EXERCISE:
Every line below from the one containing "of the bare" through the one containing "of the parked" must be transcribed exactly. Omit all lines outside that stretch.

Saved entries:

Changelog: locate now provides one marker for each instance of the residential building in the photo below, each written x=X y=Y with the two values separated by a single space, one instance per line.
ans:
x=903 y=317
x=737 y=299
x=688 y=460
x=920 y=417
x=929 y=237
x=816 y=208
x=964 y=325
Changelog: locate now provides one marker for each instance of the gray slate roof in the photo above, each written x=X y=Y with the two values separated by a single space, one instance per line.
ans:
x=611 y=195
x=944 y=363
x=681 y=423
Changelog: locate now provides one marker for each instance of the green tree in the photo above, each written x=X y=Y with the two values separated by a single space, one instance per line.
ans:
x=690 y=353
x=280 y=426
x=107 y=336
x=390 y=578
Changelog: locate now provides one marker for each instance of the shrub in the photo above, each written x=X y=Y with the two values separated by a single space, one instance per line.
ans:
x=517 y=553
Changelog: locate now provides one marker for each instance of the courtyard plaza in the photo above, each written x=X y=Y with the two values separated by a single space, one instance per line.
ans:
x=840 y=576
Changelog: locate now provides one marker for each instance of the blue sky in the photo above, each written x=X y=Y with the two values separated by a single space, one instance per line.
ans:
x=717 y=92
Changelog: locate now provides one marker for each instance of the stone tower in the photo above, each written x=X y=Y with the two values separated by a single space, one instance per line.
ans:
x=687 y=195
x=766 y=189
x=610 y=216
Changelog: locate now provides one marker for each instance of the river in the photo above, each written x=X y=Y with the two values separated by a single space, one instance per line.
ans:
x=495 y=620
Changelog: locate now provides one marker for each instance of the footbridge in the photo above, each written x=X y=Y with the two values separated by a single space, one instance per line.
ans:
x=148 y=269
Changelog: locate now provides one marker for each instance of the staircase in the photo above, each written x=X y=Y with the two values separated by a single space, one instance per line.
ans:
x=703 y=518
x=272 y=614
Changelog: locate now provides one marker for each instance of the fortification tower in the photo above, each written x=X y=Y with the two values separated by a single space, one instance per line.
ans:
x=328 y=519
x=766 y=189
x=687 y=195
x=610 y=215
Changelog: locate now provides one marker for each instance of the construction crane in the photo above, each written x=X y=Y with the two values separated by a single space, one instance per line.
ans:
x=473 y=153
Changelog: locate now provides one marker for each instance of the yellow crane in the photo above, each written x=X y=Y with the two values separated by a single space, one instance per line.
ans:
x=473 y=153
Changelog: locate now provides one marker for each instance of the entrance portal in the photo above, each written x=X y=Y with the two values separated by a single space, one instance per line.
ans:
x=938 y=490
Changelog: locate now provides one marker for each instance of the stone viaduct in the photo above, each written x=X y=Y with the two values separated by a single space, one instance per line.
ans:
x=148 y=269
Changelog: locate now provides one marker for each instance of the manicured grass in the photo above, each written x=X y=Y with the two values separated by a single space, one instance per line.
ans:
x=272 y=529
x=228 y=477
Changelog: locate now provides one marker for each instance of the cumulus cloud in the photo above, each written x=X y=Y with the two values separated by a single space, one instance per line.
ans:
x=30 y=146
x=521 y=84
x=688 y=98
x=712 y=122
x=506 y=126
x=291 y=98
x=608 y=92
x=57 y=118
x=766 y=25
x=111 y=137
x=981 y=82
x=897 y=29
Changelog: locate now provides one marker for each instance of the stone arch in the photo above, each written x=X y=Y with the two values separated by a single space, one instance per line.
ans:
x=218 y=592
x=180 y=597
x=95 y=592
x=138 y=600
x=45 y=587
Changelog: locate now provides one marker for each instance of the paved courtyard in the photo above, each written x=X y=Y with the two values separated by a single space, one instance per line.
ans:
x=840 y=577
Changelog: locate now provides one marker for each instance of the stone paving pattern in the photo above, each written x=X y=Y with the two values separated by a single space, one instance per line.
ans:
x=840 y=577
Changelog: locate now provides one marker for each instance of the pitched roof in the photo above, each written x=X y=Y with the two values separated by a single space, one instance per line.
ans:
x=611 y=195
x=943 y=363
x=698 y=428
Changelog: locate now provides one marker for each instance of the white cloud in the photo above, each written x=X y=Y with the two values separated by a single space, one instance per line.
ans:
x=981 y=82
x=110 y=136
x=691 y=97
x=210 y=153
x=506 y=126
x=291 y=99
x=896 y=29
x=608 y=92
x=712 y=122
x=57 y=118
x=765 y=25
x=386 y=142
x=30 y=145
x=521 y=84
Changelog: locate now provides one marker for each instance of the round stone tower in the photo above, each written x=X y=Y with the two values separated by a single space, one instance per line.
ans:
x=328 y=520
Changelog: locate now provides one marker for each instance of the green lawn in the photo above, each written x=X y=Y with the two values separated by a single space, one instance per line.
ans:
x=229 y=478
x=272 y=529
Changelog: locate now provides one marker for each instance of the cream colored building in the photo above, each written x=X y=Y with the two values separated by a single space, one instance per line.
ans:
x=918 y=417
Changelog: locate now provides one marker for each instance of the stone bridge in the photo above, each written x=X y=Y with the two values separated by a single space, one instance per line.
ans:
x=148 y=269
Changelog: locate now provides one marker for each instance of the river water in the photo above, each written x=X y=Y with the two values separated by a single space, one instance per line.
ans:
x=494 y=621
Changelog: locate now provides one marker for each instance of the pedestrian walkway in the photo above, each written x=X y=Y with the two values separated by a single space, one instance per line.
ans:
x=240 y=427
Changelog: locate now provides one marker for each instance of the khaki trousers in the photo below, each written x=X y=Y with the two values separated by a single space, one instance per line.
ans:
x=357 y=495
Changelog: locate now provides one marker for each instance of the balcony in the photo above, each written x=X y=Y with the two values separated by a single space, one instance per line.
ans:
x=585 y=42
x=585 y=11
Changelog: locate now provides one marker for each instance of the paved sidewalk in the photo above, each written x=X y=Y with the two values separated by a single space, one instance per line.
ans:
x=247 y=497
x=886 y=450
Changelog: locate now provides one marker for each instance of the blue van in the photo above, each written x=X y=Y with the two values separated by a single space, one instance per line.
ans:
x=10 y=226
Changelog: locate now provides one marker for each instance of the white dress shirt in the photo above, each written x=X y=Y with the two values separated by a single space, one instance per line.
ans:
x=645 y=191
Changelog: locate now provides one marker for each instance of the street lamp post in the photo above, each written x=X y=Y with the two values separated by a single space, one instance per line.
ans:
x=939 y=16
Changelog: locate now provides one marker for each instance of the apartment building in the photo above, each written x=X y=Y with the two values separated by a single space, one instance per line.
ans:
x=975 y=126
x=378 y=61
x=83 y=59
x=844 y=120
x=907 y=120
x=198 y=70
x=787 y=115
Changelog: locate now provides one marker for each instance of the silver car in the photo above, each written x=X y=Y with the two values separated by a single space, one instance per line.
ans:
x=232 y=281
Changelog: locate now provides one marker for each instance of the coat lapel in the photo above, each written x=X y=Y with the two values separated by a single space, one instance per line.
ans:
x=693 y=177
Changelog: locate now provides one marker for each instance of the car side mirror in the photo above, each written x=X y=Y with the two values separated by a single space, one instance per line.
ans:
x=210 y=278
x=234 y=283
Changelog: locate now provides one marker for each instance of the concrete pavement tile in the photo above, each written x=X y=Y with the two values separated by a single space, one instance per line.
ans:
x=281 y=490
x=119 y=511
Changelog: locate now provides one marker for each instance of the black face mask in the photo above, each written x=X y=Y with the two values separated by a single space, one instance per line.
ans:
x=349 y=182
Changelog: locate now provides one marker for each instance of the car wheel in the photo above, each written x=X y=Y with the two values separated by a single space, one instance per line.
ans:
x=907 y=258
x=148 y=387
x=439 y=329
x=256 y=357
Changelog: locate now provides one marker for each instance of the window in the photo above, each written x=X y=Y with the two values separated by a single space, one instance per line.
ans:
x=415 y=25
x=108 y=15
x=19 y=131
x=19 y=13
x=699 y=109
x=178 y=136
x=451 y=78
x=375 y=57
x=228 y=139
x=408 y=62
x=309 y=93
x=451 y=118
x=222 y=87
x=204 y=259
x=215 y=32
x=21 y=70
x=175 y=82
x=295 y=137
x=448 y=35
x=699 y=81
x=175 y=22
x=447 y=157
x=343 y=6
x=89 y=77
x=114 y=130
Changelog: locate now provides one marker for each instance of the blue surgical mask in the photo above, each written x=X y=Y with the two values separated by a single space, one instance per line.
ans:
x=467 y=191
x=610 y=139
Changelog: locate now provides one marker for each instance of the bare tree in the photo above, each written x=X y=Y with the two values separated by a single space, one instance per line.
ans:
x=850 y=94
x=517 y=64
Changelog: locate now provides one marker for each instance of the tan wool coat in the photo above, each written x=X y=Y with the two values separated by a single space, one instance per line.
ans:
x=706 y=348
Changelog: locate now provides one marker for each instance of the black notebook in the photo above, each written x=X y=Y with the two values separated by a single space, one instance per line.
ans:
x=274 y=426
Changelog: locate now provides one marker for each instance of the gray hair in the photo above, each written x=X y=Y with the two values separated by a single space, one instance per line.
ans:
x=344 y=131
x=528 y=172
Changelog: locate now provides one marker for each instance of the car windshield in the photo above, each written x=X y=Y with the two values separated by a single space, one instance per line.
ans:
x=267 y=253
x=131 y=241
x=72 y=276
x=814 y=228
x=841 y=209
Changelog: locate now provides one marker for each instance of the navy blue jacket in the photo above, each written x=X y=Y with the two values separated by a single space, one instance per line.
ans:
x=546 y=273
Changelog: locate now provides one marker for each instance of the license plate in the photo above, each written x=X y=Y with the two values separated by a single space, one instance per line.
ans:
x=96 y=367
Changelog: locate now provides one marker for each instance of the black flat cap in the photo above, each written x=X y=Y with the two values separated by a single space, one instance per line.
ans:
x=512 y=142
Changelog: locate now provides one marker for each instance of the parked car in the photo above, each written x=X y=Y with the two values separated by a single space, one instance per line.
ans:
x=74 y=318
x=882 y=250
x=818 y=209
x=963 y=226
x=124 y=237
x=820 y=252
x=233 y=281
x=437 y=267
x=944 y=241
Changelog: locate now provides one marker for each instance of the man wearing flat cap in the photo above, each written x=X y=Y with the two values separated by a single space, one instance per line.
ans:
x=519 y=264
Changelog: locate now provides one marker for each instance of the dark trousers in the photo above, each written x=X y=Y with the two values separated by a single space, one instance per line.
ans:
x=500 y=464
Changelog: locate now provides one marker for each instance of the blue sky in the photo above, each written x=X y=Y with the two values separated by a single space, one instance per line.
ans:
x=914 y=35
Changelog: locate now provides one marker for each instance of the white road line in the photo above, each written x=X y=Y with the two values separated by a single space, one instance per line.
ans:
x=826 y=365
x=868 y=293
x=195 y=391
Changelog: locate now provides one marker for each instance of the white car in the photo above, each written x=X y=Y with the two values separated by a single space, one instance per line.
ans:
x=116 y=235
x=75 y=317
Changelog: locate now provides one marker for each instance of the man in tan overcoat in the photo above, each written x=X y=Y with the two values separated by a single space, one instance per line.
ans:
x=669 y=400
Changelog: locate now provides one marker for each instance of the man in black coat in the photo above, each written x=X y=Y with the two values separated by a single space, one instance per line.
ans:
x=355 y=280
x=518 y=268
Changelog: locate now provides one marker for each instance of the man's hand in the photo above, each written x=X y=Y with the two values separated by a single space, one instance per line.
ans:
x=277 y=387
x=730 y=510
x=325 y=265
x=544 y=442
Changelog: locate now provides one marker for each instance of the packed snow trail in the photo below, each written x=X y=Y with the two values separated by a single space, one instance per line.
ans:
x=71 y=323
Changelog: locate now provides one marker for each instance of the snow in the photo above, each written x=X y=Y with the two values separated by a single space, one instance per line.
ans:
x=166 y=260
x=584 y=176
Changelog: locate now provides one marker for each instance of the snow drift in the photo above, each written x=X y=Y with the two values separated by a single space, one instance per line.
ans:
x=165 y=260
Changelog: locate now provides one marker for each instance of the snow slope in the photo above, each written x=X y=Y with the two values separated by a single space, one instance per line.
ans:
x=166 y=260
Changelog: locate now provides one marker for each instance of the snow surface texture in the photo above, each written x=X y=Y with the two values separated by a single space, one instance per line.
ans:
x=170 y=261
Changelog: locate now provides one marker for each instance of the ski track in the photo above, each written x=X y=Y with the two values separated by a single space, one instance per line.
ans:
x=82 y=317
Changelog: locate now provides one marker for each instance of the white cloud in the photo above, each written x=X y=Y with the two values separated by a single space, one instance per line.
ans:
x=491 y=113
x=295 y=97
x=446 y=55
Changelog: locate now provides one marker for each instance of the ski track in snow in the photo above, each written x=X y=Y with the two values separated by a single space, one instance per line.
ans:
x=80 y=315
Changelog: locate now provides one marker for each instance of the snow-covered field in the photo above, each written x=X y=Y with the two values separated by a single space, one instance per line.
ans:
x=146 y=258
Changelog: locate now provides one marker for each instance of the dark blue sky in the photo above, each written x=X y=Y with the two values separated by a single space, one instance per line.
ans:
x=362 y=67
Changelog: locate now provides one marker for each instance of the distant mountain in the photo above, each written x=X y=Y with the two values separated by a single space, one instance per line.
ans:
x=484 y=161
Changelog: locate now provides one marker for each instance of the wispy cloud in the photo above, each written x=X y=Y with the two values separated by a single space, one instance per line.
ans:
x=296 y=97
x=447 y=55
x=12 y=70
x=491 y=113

ANSWER SECTION:
Changelog: locate now provides one marker for each instance of the bare tree in the photo above, each written x=X y=Y with the two values separated by a single space, one instance per line.
ans:
x=850 y=94
x=517 y=64
Changelog: locate now provides one marker for each instance of the tan wool coat in the photo above, each written x=X y=Y with the two values separated by a single space, one instance per line.
ans:
x=706 y=348
Changelog: locate now provides one marker for each instance of the black notebook in the photo above, each written x=X y=Y with the two values separated by a single space, one instance per line.
ans:
x=274 y=426
Changelog: locate now provides one marker for each instance of the gray hair in the photo above, each written x=X y=Y with the two values separated by a single space, one instance per line.
ans:
x=344 y=131
x=528 y=172
Changelog: locate now provides one marker for each instance of the car windshield in the photo above, each written x=X y=Y with the two values separated by a single space, one instance per line.
ans:
x=267 y=253
x=131 y=241
x=72 y=276
x=814 y=228
x=841 y=209
Changelog: locate now provides one marker for each instance of the navy blue jacket in the photo above, each written x=X y=Y with the two values separated by a single space, one instance per line.
ans:
x=546 y=273
Changelog: locate now provides one marker for each instance of the license plate in the photo above, each written x=X y=Y with the two values separated by a single space, one instance per line.
ans:
x=96 y=367
Changelog: locate now provides one marker for each instance of the black flat cap in the photo above, each written x=X y=Y with the two values separated by a single space, one instance per line.
ans:
x=512 y=142
Changelog: locate now provides one marker for each instance of the parked car in the photo above, each written x=X y=Y with the two values separated by a single space, one instance per line.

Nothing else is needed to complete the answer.